The faculty reaction to the “We Accuse” campaign was, again, disapproving. The posters—pictures of President Sterling and members of the Board of Trustees such as David Packard, with WE ACCUSE written across the bottom, and collages of wounded Vietnamese children, of burned villages, of dead soldiers behind them—were denounced by most students and faculty, and by the student paper, again, as being “in bad taste.” At a major rally that week, from the entire faculty, the students could get only Mitchell Goodman and me to speak publicly on behalf of the campaign.

I tried to put things in perspective, to put brakes on my activity, my rage: if we couldn’t get more than a handful of faculty and students at a major university to endorse a few posters, what danger, really, did we—or the entire antiwar movement—pose to the work that was actually going on in military-research projects? I was not, in fact, very interested in denouncing President Sterling. He was probably, I pointed out in speeches and discussions, an “honorable man”—as were the stockholders in military-production corporations, the members of the Board of Trustees, the faculty who did the research. Most of these people probably regretted the fact that we were killing people in Vietnam; they probably believed they wanted an end to the war. They were probably all “honorable men.” But Chomsky was right—at the least, we had to speak the truth, and the truth, as I saw it, was that the president of Stanford and his assistants and the members of the Board of Trustees and those who did the research were the men in our immediate community who made the decisions and handled the money and signed the contracts which provided for the research and sustained the factories which made the weapons that went to Vietnam and killed people.

The week-long series of tribunals, exposés, and rallies was not “successful” in terms of winning friends—we could get only fifty students and three faculty to march on the Stanford Research Institute with us the afternoon of the major rally—but they did, I was convinced, influence people. Though our campaigns seemed to make us lose the support of “moderates,” I was convinced that this loss was temporary. I felt optimistic, certain that just as those who had originally been against the walkout had come to approve it, so those who denounced the “We Accuse” campaign would eventually understand it and endorse it. At the least, we started people on their first steps toward recognizing—or even considering—the complicity of the university, by its daily business, in war crimes, and to considering this in a way that might not otherwise have occurred to them. Our irresponsibility seemed quite responsible to me.*

Buoyed—or deluded—by the intensity of my own activity, and by the amount of activity around me, I felt, at the time, that it was almost impossible to be too radical. The further left one moved, the more those in the middle seemed to be drawn leftward.

In New York that week we had gone beyond the dreams any of us had had a year or two before—somewhere between three hundred thousand and a half million people protested (I could remember marches in which we’d been pleased that our numbers had doubled—from five to ten thousand); in San Francisco we more than filled the seventy thousand seats in Kezar Stadium. The fact of such numbers, I felt, made certain things possible, and the argument I began advancing, became a statistical, a pragmatic one: if, I claimed, only 10 percent of those who were in the East and West Coast marches were now ready for direct action, then at least two things were true: 1) there were between thirty and fifty thousand people who would with their bodies, be ready to stop the progress of the war at specific points (the Pentagon, Port Chicago, major induction centers), and 2) there would be enough antiwar personnel left (i.e., the remaining 90 percent) so that all ongoing “traditional” protests could continue at more than full strength.

• _Task objective_
From the passage on the Stanford antiwar campaign, repeat the part that opens with the words containing "The faculty reaction" and closes with "of the campaign.".

• _Data extract_
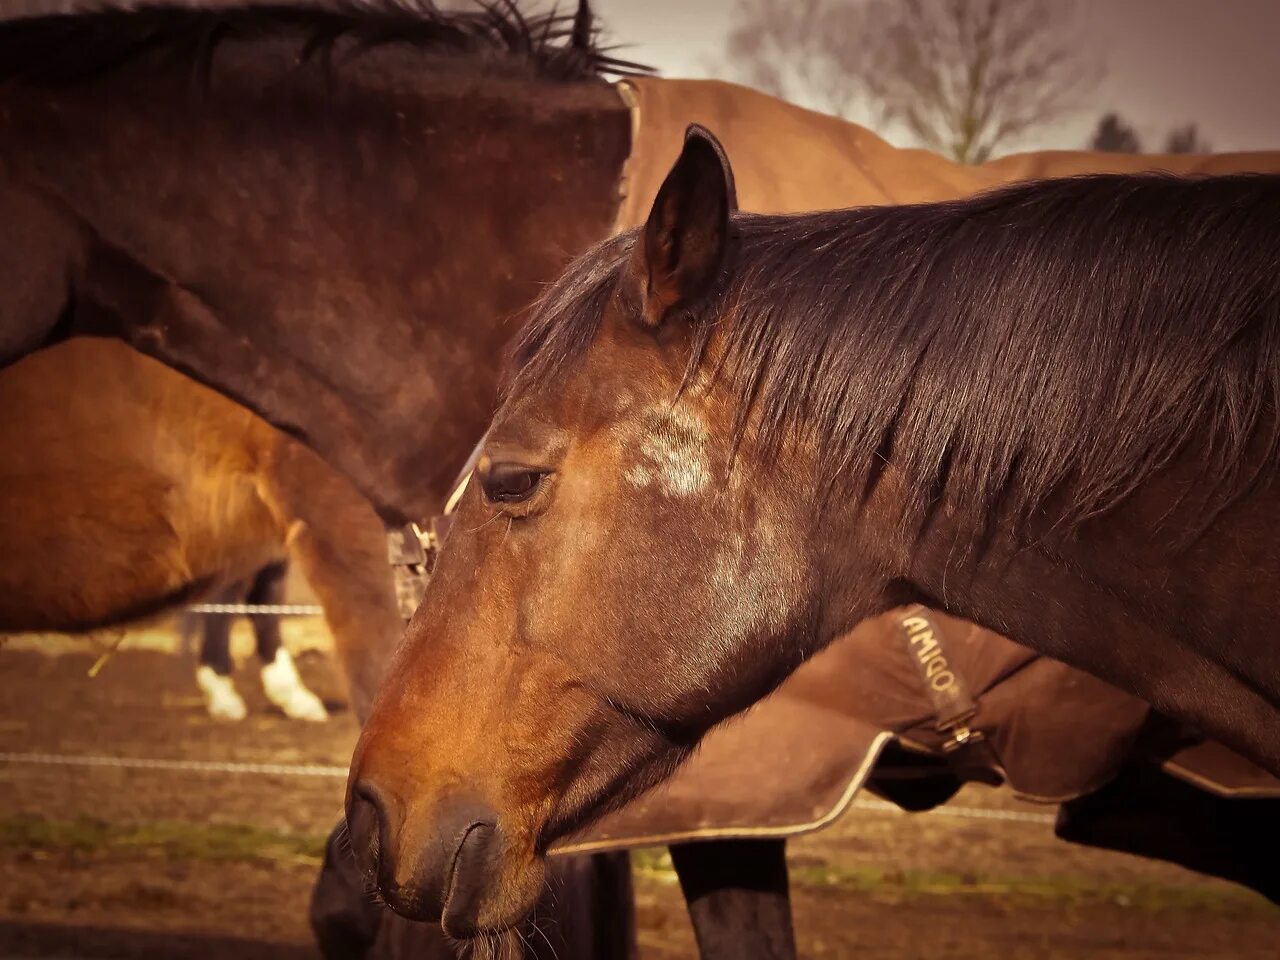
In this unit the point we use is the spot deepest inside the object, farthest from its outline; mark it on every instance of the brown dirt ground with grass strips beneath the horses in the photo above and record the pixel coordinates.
(121, 862)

• _Answer to this exercise_
The faculty reaction to the “We Accuse” campaign was, again, disapproving. The posters—pictures of President Sterling and members of the Board of Trustees such as David Packard, with WE ACCUSE written across the bottom, and collages of wounded Vietnamese children, of burned villages, of dead soldiers behind them—were denounced by most students and faculty, and by the student paper, again, as being “in bad taste.” At a major rally that week, from the entire faculty, the students could get only Mitchell Goodman and me to speak publicly on behalf of the campaign.